[Problem description]: Copy the lines of the entries below verbatim, starting at the line containing "of the blue" and ending at the line containing "[[584, 373], [355, 425]]", with both of those lines included.

Records:

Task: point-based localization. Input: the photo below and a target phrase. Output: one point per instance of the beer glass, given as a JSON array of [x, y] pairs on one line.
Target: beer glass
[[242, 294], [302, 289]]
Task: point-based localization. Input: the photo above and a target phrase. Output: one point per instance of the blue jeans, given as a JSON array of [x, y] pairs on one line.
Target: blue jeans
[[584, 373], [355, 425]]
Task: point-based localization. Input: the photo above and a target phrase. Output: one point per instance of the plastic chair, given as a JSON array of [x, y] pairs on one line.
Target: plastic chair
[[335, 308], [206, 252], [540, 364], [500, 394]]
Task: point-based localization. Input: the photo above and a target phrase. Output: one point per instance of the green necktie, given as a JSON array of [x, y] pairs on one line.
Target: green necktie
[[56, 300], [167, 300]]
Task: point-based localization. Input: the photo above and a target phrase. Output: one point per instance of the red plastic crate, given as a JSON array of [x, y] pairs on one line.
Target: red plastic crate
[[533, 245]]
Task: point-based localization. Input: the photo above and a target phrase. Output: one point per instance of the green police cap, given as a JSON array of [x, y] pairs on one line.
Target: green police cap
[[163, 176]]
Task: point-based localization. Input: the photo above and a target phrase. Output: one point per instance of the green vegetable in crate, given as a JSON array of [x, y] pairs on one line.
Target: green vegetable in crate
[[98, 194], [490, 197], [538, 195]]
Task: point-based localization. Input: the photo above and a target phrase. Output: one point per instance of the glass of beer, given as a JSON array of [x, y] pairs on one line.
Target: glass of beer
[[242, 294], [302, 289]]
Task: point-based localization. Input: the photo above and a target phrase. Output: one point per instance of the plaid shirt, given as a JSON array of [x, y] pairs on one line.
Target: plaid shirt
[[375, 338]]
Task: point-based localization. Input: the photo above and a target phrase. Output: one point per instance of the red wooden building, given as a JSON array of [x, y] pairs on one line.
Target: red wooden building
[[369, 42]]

[Task output]:
Task: point-based localization. Input: the photo above and a target phrase. Output: one point per instance of the blue jeans, given as a JSON array of [x, y] pairs on one line.
Target: blue jeans
[[584, 373], [355, 425]]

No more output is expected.